__TASK STATEMENT__.
Retype all of the data exactly as given.

******************************

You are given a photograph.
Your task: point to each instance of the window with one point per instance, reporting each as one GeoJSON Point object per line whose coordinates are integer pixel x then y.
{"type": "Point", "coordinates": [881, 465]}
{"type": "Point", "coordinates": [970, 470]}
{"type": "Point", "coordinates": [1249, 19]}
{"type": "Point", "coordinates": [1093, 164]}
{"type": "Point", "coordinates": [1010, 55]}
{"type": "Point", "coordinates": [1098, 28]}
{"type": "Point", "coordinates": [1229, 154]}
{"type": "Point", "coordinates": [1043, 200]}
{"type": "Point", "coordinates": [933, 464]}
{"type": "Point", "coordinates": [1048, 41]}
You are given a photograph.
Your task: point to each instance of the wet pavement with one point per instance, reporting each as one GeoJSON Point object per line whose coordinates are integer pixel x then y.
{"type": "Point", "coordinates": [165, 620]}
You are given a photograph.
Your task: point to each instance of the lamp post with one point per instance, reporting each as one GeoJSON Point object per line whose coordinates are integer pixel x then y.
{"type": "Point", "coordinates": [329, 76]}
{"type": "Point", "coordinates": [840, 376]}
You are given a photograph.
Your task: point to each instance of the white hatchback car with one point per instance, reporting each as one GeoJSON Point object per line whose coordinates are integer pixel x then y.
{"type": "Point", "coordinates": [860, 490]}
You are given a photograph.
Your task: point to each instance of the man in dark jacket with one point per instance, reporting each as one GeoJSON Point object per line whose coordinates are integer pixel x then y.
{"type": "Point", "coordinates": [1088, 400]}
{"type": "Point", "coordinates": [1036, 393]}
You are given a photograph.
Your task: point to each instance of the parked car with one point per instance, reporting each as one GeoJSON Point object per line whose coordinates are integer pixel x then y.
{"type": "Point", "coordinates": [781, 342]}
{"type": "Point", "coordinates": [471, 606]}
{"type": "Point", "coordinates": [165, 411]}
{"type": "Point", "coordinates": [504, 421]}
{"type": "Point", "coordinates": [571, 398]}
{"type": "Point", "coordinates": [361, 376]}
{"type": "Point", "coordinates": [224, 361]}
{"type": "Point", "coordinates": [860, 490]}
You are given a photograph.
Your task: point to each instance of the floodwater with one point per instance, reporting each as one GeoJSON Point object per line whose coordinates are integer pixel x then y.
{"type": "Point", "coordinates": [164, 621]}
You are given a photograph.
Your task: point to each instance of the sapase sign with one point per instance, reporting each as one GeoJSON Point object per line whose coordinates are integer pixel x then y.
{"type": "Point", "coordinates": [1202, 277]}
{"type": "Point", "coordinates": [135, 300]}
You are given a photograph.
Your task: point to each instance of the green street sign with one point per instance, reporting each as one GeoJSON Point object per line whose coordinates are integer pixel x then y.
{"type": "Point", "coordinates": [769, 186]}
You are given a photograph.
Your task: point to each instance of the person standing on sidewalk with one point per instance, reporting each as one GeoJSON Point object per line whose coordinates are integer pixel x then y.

******************************

__OUTPUT OF THE EXERCISE__.
You are given a photograph.
Your task: point to each instance of the window with one point per instance, reporting each as one GeoJSON Point object per line whose coordinates are integer pixel x then y.
{"type": "Point", "coordinates": [881, 465]}
{"type": "Point", "coordinates": [970, 470]}
{"type": "Point", "coordinates": [1249, 19]}
{"type": "Point", "coordinates": [1093, 164]}
{"type": "Point", "coordinates": [1010, 55]}
{"type": "Point", "coordinates": [1098, 28]}
{"type": "Point", "coordinates": [1229, 154]}
{"type": "Point", "coordinates": [1043, 200]}
{"type": "Point", "coordinates": [933, 464]}
{"type": "Point", "coordinates": [1048, 41]}
You are given a photograph.
Your task: point to each instance of the wet pavement with one point per instance, reporting each as one GeoJSON Point object per line whose coordinates are integer pixel x then y.
{"type": "Point", "coordinates": [165, 620]}
You are given a photograph.
Your task: point to each instance of the lamp post with one point per instance, reporting each as one GeoJSON Point object per line whose coordinates are integer pixel x then y.
{"type": "Point", "coordinates": [329, 76]}
{"type": "Point", "coordinates": [840, 376]}
You are given a photograph.
Your task: point to each instance of the white hatchback car with one point per instance, reporting each as one GeoJSON Point object per line whose coordinates are integer pixel x then y.
{"type": "Point", "coordinates": [860, 490]}
You are given a photograph.
Your task: point to each instance of the man in dark jacket with one point per instance, reporting each as one GeoJSON Point object per line whose coordinates are integer pixel x then y.
{"type": "Point", "coordinates": [1088, 400]}
{"type": "Point", "coordinates": [1036, 393]}
You are given a photograph.
Your task: point to each instance of the parked car with one point per instance, reporting each as one GeoJSON Point object per line whose coordinates are integer pixel x then y.
{"type": "Point", "coordinates": [781, 342]}
{"type": "Point", "coordinates": [471, 606]}
{"type": "Point", "coordinates": [165, 411]}
{"type": "Point", "coordinates": [504, 421]}
{"type": "Point", "coordinates": [571, 398]}
{"type": "Point", "coordinates": [361, 376]}
{"type": "Point", "coordinates": [224, 361]}
{"type": "Point", "coordinates": [860, 490]}
You are given a photograph.
Your task: point to each instance of the floodwater with one point per instance, reporting each as one GeoJSON Point object per line whose coordinates are integer pixel x then y.
{"type": "Point", "coordinates": [164, 621]}
You are given a photograph.
Your task: point to each instance of the sapase sign with one point per instance, reporting each as one GeoJSON Point object per line whose coordinates are integer pixel x then y.
{"type": "Point", "coordinates": [1202, 277]}
{"type": "Point", "coordinates": [135, 300]}
You are given a photograph.
Your task: point to each instance of the green street sign with one point per instance, reporting each as one GeoJSON Point object per line whose coordinates are integer pixel x then y.
{"type": "Point", "coordinates": [769, 186]}
You are given a photograph.
Your task: point to each instance of the person standing on sidewalk with one point per instance, reporting each as one GeoJSON Point object per line whose coordinates are integer pixel x then y.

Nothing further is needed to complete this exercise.